-------- Data records

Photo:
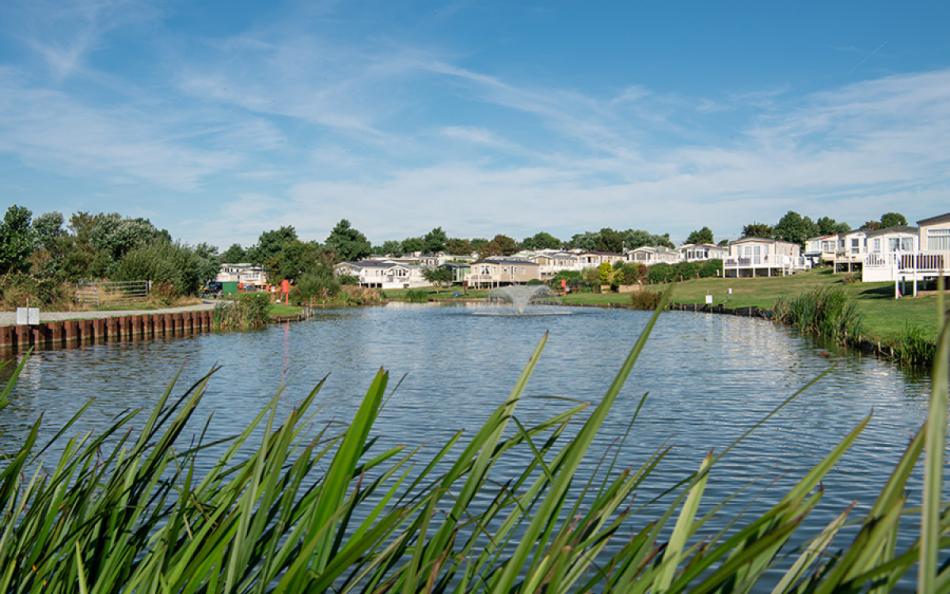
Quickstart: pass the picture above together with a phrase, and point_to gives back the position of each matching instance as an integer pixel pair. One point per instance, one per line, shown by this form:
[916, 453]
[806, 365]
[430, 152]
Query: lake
[709, 377]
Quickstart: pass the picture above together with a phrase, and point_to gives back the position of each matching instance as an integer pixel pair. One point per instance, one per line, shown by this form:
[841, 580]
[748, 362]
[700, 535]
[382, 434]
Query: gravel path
[8, 318]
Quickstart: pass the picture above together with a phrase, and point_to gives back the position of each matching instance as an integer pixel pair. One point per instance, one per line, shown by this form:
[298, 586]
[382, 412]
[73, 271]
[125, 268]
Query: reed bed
[128, 511]
[826, 313]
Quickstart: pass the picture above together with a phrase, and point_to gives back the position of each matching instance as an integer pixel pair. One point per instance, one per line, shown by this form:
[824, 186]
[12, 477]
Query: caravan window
[938, 240]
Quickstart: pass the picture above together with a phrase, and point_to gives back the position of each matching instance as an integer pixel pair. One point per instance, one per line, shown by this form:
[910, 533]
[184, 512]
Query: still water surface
[709, 378]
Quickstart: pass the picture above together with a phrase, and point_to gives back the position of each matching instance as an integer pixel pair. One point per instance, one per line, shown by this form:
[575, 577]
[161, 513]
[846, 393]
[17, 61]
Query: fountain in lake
[519, 296]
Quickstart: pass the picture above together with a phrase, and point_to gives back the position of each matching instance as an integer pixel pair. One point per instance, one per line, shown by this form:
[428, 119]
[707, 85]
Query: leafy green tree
[411, 245]
[500, 245]
[440, 276]
[270, 243]
[434, 241]
[829, 226]
[294, 260]
[389, 247]
[17, 239]
[633, 273]
[113, 235]
[209, 262]
[794, 228]
[234, 254]
[703, 235]
[458, 247]
[48, 229]
[163, 262]
[347, 242]
[541, 241]
[318, 284]
[634, 238]
[893, 219]
[757, 230]
[478, 244]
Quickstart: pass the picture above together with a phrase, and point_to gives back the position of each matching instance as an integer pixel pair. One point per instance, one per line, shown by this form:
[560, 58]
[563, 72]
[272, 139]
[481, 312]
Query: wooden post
[56, 334]
[39, 336]
[7, 336]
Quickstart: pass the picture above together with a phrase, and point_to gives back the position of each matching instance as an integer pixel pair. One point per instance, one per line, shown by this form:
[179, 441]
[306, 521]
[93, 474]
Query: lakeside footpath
[885, 319]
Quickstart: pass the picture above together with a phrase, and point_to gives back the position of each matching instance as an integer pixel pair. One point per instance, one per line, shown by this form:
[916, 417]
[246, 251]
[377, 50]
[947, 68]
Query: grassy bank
[283, 310]
[301, 511]
[885, 318]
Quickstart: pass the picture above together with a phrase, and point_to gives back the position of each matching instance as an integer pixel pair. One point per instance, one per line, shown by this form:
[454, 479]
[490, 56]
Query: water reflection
[709, 378]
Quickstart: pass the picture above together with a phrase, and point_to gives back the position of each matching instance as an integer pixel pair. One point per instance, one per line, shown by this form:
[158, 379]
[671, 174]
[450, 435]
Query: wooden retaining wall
[49, 335]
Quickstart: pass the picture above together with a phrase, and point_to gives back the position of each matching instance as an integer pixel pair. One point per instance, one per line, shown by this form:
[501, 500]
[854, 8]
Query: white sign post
[27, 316]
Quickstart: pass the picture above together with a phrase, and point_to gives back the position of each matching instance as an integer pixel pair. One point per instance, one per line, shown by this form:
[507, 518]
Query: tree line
[795, 228]
[39, 254]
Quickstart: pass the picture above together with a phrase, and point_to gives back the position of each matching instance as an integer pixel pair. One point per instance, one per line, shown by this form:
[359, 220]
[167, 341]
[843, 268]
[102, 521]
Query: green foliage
[412, 245]
[633, 273]
[828, 226]
[541, 241]
[893, 219]
[669, 273]
[440, 276]
[18, 289]
[113, 235]
[458, 247]
[235, 255]
[914, 348]
[757, 230]
[48, 230]
[16, 240]
[137, 508]
[610, 240]
[434, 241]
[417, 296]
[318, 284]
[270, 244]
[645, 299]
[295, 259]
[660, 273]
[389, 248]
[826, 313]
[794, 228]
[246, 312]
[576, 281]
[703, 235]
[500, 245]
[165, 262]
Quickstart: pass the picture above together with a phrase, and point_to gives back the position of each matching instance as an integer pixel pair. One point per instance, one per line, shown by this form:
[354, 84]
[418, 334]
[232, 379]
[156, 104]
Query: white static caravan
[930, 259]
[852, 248]
[755, 256]
[821, 249]
[649, 255]
[702, 252]
[884, 250]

----------------

The request |
Pick out each line in the entries above that contains the word "caravan", where uppercase and lowercase letters must match, and copy those lines in their original order.

The result |
Query: caravan window
Query: white static caravan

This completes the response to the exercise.